- DIRECTIONS FOR THIS TASK
Please quote everything in the auction server text below, from "The determination of whether" down to "change the configurations.".

- DOCUMENT SECTION
== == ==

In steps 602-604, the auction server determines the specific service or capability to be auctioned. In some embodiments, the determination of the service to be auctioned includes applying inference rules that specify what service capabilities are needed in order to remedy a particular performance problem or provide a needed functionality for the participant with a low QoE. In some embodiments, this involves comparing predicted QoE improvements for different available network services. For example, in step 602, the auction server determines a predicted improvement from using a first network service, and in step 603, the auction server determines a predicted improvement from using a second network service. In step 604, the auction server determines which of the two (or more) network services would provide the greatest improvement of QoE. For example, when a user is connected to a particular application provider and is experiencing a low QoE, the auction server may determine whether a greater QoE improvement would be achieved by (1) switching the user to a different application provider or (2) switching the user to a different connectivity provider.

The auction server may determine what service to auction based on predetermined rules. In some embodiments, the auction server may determine what service to auction based on inference rules. Rules may take the form of a list of conditions under which an auction is to be initiated or a logical statement that, when evaluated as true, leads to the initiation of an auction. Such conditions or logical statements may be stored in a table or database and can be linked or otherwise associated with the type of auction to be conducted.

One example of a rule is as follows: if a user is playing a game that requires latency value below X, jitter value below Y, and computing power characteristics with a value above W, and if the current values of these parameters as indicated by the information provided from the network do not comply with the requirements, then initiate an auction to remedy the insufficient resource situation. The logical “if” part of the rule represents the situation and the “then” part represents the action to be taken if the situation arises. In order to determine if the “if” part of the rule holds true, the auction server acquires information as to which game the user is playing and stores information associated with the game that specifies the game's resource requirements. Once the auction server determines from the real-time data it receives that the particular game does not have sufficient resources for adequate quality of experience, the auction server may initiate an auction for the user in order to obtain the resource. The specific information about the game requirements, as well as the ability to enter specific rules is provided by the auction server through an administrative interface to a human operator or through an application program interface to data that contains this information on other computers. The attributes of the games and the service (such as jitter, delays and computing power) can be represented in a variety of ways, for example as attribute-value pairs.

In some embodiments, if the conditions for conducting an auction are met, the auction server offers the user the option of whether or not to conduct the auction. For example, a pop-up window may appear for the user inquiring whether an auction should be conducted to improve the user's quality of experience. Alternatively, such communications may be made through other channels, such as email or text messaging. By providing users with this option, users with a satisfactory quality of experience can decline to pay for higher levels of service. In some embodiments, the auction server tracks measured parameters (such as latency and jitter) and compares those parameters with user responses to prepare or refine a statistical estimate of the network conditions under which users are willing to purchase enhanced network services. These statistical estimates can in turn be used to refine the rules for initiating auctions.

The determination of whether or not to require user approval before conducting a particular auction can be made in various ways. For example, the auction server may be configured to require approval only from specified users, based for example on a user preference. In some embodiments, the determination may be set at different levels of service. For example, some levels of service may offer higher levels of configurability (e.g., configurability as to whether to seek user approval before beginning an auction). Configuration can be performed through a web page or through another method, such as email or text messaging. The rules and policies that are configurable by a user may be determined when the user subscribes to an auction service, and the user may be given the opportunity at a later time to change the configurations.

== == ==

- DATA LINES
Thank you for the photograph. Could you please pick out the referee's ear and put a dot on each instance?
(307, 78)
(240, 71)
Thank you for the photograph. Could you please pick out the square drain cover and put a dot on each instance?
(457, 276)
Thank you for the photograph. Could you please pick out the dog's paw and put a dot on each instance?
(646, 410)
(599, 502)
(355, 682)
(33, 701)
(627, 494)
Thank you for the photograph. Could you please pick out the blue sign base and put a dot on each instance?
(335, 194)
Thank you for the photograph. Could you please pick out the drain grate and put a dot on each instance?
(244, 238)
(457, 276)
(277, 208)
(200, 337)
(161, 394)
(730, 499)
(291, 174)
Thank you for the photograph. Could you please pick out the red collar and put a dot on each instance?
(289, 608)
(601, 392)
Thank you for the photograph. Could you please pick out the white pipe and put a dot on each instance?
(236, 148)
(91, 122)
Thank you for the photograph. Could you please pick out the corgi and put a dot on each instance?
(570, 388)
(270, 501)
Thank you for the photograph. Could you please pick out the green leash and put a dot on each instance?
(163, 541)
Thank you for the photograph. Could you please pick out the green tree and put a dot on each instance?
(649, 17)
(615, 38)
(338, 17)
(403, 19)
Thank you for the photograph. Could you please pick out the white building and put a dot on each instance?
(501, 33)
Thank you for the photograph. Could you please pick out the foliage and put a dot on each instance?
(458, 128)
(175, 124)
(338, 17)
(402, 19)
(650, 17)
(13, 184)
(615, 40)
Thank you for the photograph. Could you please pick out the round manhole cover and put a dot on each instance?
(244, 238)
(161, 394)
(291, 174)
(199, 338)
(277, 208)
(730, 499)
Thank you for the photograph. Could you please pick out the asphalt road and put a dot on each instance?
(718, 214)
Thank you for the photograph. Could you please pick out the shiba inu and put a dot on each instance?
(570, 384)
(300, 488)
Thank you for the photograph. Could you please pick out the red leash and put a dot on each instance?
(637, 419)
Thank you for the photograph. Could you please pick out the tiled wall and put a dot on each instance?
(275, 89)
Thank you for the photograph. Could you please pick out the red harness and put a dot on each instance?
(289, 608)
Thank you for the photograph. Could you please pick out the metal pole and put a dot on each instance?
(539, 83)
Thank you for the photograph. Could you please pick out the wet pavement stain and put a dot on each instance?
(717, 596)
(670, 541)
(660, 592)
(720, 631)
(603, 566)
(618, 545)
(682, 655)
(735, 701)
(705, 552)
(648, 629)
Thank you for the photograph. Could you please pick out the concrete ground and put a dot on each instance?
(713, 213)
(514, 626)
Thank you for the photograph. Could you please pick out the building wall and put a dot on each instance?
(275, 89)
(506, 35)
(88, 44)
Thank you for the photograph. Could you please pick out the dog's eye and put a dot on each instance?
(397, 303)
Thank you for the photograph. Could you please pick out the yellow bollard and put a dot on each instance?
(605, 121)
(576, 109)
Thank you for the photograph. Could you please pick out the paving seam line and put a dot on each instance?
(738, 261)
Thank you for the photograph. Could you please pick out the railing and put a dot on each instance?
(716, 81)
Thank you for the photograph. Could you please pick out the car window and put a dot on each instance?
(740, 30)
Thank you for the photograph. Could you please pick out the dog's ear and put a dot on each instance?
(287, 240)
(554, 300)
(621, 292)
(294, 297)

== == ==

- THE COMPLETED TASK
The determination of whether or not to require user approval before conducting a particular auction can be made in various ways. For example, the auction server may be configured to require approval only from specified users, based for example on a user preference. In some embodiments, the determination may be set at different levels of service. For example, some levels of service may offer higher levels of configurability (e.g., configurability as to whether to seek user approval before beginning an auction). Configuration can be performed through a web page or through another method, such as email or text messaging. The rules and policies that are configurable by a user may be determined when the user subscribes to an auction service, and the user may be given the opportunity at a later time to change the configurations.